▶ [Il tuo compito] Dal testo sui Comuni e sul Mezzogiorno, restituisci parola per parola tutto il passo che va da "Infine c’era la" giù fino a "concessa a Micromega.".

▶ [Testo della pagina]
┄┄┄┄┄┄┄┄┄┄┄┄┄┄┄┄┄┄┄┄
Infine c’era la loro richiesta che però al momento mi sembra quella più difficile di tutte, di procedere velocemente attraverso un intesa diretta col Governo e un voto in Parlamento soltanto per la ratifica. Adesso vediamo quello che succede, ho letto l’intervista sul Corriere a Zaia che bisogna riprendere velocemente la discussione sul tema.
C’è anche la questione dei comuni che giustamente richiedono delle risorse in più. De Magistris ha fatto ricorso a parole forti in un’intervista concessa a Micromega.
Indipendentemente dal caso specifico, i Comuni sono in una posizione centrale perché in questo momento devono assorbire tutte le enormi difficoltà sociali di molto cresciute con la chiusura e che andranno aumentando almeno fino alla fine dell’anno. Le richieste dei Comuni, in linea generale, mi sembrano tra quelle da tenere in maggiore considerazione perché gli interventi per le fasce, piuttosto ampie, di popolazione più povera e di quelle che adesso sono entrate in maggiore difficoltà con le chiusure e con il rallentamento dell’attività economica, ricadono per una buona parte sulle spalle dei comuni.
Continua la lunga tradizione dell’oblio, nelle politiche di governo, della questione meridionale. Nell’immediato, magari approfittando delle risorse per la ripartenza, cosa si potrebbe fare per invertire la tendenza?
Adesso è un momento decisivo. Tutto il futuro del Paese si gioca su un intervento di forte rilancio senza il quale saremo nei guai. Provvedimenti che dovrebbero essere sostenuti dalle decisioni del Consiglio europeo che giudico estremamente positive. I contenuti di questo piano saranno importanti per i prossimi 10 anni e quindi questo è il momento in cui bisogna tornare con forza alla carica soprattutto perché bisogna puntare su un aumento molto consistente e strutturale dell’occupazione nel Mezzogiorno. Questo è l’obiettivo più importante che l’Italia deve raggiungere nei prossimi anni.
┄┄┄┄┄┄┄┄┄┄┄┄┄┄┄┄┄┄┄┄
▶ [Materiale grezzo]
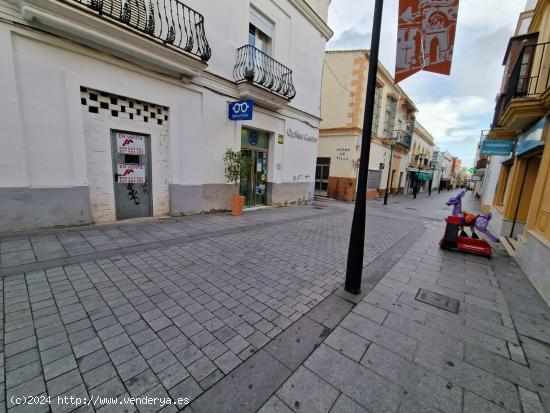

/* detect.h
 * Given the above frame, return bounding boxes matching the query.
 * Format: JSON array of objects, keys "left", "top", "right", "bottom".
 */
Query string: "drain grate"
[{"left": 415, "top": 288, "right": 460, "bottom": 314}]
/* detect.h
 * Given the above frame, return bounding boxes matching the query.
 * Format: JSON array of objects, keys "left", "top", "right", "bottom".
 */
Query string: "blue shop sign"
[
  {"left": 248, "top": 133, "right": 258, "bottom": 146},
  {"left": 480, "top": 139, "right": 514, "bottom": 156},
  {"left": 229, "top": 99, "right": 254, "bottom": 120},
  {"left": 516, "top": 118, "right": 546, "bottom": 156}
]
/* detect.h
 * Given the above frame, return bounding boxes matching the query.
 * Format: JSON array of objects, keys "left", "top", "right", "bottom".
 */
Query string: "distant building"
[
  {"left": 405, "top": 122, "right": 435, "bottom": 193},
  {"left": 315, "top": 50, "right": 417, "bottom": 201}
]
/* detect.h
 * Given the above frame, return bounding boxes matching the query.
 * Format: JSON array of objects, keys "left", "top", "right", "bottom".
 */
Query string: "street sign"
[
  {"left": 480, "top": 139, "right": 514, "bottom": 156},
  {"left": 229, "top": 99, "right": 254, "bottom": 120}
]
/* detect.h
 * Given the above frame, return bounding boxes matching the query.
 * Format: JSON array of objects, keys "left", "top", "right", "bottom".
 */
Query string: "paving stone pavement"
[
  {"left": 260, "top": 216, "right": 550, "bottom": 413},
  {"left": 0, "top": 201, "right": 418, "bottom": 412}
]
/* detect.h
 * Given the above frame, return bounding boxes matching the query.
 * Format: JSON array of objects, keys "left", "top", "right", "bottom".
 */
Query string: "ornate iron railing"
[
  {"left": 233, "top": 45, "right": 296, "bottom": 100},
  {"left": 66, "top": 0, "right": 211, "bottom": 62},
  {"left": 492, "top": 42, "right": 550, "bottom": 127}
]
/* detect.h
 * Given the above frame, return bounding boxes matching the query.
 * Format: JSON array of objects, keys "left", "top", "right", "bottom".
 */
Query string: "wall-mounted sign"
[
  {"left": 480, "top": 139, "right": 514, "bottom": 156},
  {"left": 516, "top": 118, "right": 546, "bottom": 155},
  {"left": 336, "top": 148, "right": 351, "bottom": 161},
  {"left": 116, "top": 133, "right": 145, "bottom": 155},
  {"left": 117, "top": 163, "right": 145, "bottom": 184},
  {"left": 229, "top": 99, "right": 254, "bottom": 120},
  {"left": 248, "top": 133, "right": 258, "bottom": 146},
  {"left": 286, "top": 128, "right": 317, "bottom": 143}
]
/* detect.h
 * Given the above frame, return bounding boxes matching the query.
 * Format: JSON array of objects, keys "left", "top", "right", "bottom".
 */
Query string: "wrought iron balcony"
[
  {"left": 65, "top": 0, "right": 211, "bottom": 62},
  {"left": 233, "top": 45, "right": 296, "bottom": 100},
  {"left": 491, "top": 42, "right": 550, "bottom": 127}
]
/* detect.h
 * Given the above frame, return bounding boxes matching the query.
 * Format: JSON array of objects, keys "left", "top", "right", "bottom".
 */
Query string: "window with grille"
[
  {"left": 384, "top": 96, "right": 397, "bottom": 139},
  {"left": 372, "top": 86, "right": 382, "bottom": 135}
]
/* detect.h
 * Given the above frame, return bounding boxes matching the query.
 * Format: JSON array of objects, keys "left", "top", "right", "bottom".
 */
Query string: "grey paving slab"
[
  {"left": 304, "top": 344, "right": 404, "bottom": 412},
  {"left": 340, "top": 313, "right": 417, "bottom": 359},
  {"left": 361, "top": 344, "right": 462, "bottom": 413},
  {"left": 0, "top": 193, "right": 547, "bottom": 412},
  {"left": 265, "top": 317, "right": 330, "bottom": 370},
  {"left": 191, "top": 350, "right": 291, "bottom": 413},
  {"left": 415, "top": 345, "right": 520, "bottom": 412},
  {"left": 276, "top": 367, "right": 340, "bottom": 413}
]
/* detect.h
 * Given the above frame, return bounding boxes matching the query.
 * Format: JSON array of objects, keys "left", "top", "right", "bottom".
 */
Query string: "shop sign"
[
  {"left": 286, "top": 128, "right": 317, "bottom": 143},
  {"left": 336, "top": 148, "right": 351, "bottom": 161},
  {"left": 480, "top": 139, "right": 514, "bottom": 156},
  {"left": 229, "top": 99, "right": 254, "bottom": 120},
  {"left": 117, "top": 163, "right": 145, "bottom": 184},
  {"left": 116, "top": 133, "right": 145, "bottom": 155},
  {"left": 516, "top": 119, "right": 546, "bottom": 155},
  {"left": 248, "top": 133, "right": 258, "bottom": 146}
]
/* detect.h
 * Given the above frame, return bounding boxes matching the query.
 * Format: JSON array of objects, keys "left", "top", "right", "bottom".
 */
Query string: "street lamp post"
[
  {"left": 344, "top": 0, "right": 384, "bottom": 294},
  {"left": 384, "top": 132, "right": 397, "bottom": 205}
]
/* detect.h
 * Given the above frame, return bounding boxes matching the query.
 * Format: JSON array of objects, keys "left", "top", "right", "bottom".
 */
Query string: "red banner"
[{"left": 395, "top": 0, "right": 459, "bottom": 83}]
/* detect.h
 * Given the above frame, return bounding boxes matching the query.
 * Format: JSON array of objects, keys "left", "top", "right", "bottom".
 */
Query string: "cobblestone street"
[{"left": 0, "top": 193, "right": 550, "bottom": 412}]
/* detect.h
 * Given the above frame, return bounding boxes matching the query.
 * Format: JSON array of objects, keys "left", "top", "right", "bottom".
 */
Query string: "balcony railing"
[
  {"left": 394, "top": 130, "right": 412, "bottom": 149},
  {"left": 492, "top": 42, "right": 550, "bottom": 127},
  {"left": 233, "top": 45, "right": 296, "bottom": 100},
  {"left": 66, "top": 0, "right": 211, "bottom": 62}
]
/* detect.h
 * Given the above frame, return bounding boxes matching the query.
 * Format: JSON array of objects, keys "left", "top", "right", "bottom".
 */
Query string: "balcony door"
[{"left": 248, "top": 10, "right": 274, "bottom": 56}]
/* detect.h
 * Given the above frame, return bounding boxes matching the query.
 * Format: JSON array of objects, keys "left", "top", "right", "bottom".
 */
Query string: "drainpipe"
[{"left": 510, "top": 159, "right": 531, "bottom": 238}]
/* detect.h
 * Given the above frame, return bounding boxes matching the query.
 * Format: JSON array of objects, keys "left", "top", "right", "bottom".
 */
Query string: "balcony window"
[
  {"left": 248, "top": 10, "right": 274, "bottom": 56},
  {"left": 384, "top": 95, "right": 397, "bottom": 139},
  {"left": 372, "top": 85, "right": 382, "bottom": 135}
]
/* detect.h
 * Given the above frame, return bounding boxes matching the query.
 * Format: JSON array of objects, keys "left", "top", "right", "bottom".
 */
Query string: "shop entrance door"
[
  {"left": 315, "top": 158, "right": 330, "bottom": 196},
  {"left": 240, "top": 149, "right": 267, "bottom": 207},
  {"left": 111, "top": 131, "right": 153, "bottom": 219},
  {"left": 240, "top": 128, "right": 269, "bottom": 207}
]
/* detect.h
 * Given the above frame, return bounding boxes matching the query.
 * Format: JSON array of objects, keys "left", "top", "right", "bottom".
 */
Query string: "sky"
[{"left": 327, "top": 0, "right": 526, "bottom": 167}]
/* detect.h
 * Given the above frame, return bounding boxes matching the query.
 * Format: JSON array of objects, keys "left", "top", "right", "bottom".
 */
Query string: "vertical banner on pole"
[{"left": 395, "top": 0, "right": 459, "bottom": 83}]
┄┄┄┄┄┄┄┄┄┄┄┄┄┄┄┄┄┄┄┄
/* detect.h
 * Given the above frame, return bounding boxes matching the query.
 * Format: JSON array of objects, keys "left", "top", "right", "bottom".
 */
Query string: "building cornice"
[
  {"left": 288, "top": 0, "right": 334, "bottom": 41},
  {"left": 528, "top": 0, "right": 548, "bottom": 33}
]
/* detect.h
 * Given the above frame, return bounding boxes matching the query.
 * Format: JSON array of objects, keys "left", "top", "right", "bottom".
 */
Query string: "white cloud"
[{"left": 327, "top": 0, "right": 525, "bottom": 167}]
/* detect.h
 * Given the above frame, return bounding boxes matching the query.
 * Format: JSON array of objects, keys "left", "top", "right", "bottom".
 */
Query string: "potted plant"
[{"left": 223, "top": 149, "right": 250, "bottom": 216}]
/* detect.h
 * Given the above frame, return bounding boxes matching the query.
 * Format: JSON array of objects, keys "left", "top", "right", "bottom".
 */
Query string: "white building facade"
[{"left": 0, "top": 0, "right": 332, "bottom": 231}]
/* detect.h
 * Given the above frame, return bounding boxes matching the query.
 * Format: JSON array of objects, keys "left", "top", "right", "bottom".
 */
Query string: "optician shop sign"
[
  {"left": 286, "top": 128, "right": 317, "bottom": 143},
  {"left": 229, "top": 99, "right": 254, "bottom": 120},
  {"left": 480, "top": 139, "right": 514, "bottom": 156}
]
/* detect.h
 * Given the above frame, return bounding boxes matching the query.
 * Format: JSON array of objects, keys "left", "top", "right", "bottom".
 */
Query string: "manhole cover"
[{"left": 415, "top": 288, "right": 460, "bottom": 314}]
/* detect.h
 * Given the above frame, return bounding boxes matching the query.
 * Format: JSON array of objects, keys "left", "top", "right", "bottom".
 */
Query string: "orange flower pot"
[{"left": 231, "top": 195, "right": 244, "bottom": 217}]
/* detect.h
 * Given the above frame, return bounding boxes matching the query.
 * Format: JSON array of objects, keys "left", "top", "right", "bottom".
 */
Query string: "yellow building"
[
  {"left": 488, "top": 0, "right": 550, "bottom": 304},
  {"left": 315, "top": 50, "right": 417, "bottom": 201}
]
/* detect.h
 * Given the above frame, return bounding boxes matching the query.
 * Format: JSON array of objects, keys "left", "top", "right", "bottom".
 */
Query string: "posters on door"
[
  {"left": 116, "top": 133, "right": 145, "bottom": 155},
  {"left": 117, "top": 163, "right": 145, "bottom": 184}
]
┄┄┄┄┄┄┄┄┄┄┄┄┄┄┄┄┄┄┄┄
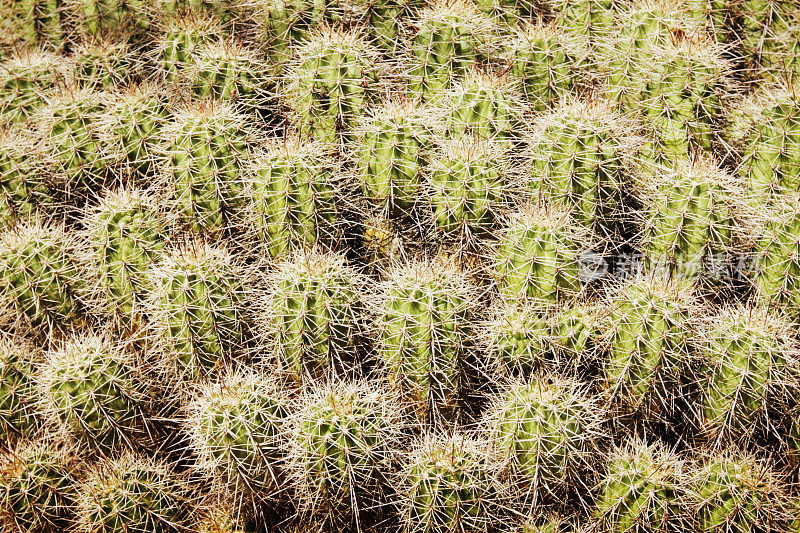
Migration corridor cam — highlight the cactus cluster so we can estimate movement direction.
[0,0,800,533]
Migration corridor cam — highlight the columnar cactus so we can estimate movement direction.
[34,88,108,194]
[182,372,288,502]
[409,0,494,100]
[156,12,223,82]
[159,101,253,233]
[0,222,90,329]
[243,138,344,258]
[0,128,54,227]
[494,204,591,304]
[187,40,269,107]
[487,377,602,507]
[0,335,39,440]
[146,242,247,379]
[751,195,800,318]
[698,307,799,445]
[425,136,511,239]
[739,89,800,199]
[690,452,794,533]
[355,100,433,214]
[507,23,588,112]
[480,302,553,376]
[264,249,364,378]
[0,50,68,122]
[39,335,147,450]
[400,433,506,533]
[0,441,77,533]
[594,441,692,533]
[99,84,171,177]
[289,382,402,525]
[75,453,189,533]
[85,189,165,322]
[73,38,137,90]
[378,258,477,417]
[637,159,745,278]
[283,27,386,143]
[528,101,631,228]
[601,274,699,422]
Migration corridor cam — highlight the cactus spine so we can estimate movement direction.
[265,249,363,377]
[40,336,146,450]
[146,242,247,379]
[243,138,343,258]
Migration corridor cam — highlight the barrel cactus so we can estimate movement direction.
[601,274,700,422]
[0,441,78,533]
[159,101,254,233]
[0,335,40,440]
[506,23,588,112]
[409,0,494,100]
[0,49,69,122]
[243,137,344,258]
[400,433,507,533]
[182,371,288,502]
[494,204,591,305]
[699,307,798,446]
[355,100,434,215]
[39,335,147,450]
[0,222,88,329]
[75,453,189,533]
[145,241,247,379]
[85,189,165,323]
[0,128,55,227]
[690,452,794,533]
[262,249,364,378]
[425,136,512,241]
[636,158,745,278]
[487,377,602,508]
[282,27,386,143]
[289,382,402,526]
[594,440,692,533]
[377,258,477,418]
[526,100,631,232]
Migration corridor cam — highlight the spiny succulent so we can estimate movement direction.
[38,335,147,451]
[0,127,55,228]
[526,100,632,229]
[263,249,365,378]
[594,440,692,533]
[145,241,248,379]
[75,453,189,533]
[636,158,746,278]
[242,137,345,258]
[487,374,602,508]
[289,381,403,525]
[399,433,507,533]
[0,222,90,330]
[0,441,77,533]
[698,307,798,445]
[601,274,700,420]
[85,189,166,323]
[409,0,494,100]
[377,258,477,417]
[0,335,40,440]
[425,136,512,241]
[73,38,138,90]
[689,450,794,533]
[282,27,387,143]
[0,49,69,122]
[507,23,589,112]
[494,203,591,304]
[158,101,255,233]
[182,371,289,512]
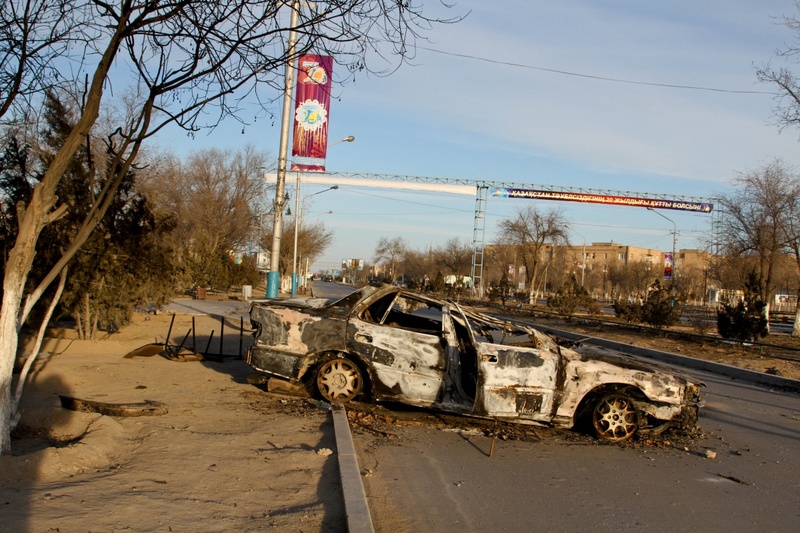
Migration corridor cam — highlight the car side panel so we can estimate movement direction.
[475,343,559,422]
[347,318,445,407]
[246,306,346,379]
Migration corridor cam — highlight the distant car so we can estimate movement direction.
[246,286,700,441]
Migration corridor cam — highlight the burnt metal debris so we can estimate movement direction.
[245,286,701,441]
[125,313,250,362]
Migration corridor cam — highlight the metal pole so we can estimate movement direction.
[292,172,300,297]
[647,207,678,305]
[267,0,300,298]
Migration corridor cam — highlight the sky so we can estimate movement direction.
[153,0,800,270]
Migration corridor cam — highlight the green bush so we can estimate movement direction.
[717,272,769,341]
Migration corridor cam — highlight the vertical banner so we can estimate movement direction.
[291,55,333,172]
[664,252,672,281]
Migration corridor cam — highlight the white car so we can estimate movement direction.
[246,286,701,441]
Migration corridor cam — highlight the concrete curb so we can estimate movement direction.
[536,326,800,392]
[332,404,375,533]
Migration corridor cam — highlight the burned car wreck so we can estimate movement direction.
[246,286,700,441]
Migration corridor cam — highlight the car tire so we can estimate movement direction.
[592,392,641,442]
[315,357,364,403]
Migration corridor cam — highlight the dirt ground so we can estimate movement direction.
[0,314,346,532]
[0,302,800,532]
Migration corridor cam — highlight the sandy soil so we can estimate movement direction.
┄┄┄┄┄┄┄┄┄┄┄┄┄┄┄┄┄┄┄┄
▶ [Risposta attesa]
Infine c’era la loro richiesta che però al momento mi sembra quella più difficile di tutte, di procedere velocemente attraverso un intesa diretta col Governo e un voto in Parlamento soltanto per la ratifica. Adesso vediamo quello che succede, ho letto l’intervista sul Corriere a Zaia che bisogna riprendere velocemente la discussione sul tema.
C’è anche la questione dei comuni che giustamente richiedono delle risorse in più. De Magistris ha fatto ricorso a parole forti in un’intervista concessa a Micromega.